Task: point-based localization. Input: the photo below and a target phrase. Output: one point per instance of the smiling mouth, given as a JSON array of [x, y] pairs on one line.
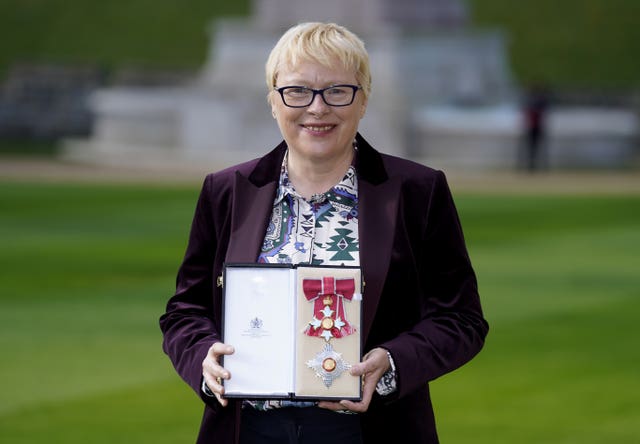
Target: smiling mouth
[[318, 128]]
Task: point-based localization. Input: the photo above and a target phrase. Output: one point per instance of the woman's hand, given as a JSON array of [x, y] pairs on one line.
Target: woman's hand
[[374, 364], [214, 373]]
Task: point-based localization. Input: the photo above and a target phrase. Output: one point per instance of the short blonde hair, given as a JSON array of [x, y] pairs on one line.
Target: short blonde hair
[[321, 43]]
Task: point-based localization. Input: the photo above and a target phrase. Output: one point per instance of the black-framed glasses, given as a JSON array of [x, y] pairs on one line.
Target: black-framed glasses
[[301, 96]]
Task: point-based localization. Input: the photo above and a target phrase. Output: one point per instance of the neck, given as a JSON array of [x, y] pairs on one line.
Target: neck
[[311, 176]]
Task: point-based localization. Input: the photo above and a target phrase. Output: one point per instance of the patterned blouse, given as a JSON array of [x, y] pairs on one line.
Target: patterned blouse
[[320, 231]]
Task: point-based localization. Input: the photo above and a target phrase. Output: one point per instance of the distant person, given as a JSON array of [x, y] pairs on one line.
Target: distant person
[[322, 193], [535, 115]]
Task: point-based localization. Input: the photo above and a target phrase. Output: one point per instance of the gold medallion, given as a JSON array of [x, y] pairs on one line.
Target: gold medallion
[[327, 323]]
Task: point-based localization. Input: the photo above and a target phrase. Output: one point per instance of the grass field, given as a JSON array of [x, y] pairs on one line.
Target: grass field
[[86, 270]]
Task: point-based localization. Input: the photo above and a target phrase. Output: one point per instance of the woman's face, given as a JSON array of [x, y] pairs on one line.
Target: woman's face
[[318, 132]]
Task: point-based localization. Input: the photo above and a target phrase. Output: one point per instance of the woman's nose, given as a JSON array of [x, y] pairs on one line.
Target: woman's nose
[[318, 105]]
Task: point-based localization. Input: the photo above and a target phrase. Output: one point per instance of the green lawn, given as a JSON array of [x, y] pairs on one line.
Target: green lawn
--
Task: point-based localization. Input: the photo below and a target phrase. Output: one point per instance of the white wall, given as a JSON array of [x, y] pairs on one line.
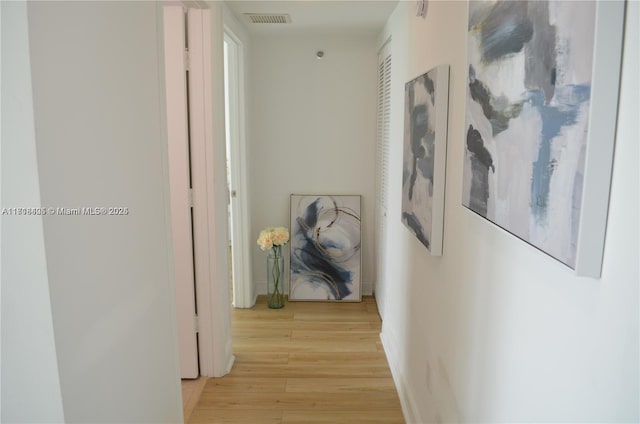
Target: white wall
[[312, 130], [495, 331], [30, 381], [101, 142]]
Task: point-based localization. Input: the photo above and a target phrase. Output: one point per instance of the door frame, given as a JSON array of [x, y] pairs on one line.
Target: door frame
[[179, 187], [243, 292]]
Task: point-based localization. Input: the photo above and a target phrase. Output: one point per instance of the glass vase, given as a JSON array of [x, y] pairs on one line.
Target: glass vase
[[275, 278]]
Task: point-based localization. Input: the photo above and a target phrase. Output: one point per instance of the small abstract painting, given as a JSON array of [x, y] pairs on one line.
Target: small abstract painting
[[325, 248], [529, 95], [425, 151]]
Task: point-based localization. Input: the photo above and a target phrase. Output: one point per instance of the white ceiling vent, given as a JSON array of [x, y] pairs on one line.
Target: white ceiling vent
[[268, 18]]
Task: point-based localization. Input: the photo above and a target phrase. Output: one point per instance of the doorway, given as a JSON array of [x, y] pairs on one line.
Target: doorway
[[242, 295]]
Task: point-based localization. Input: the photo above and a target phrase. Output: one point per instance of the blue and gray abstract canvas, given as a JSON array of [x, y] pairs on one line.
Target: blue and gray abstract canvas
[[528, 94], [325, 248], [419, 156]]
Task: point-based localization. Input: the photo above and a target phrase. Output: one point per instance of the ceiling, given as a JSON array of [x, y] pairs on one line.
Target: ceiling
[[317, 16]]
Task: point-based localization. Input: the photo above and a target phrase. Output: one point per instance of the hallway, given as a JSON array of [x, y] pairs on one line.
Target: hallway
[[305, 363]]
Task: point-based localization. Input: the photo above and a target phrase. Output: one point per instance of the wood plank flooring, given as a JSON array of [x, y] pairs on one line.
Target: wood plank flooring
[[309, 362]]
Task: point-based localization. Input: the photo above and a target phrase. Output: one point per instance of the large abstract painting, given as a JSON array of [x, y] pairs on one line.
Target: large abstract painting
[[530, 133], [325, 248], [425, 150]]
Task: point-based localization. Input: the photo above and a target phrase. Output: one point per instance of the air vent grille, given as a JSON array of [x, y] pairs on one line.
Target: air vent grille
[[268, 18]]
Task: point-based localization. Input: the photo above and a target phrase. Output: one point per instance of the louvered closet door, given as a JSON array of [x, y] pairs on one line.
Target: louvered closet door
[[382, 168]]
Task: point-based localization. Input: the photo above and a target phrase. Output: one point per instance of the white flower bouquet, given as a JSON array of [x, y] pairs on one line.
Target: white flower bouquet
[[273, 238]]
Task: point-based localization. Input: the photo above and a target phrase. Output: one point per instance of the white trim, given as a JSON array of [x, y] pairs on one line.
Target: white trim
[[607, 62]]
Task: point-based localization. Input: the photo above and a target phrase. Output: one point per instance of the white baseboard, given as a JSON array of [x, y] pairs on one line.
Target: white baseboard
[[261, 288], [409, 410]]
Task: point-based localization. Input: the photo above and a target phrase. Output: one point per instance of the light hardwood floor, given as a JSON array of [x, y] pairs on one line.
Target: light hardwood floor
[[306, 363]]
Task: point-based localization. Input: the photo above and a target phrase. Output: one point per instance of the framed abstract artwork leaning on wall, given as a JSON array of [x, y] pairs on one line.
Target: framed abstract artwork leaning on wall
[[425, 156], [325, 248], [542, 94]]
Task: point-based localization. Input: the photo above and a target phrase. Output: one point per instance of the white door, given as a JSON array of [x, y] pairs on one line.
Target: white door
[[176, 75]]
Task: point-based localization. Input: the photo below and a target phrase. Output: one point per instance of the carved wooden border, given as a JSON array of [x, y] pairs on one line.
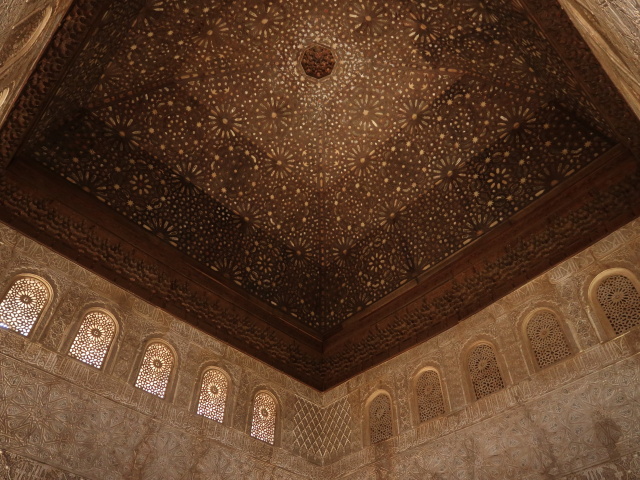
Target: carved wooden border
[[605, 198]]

▶ What you need to do:
Match on "below" and copy out every line of the entries that contains it.

▶ Answer to the exercise:
Task: point-based localization. Input: the photo below and a target phrase. Output: one point per instance of the smiling mouth, given as a JSON array of [x, y] pairs on one line.
Task: point-based localization. Input: the photo below and a target phrase. Output: one point per instance of the white wall, given as a JSON array of [x, y] pairs on one line.
Task: point-based localization. Input: the photo below and a target phrase. Output: one point per instance of the carved wooden border, given as a JSON array of [x, y] pairs on one line.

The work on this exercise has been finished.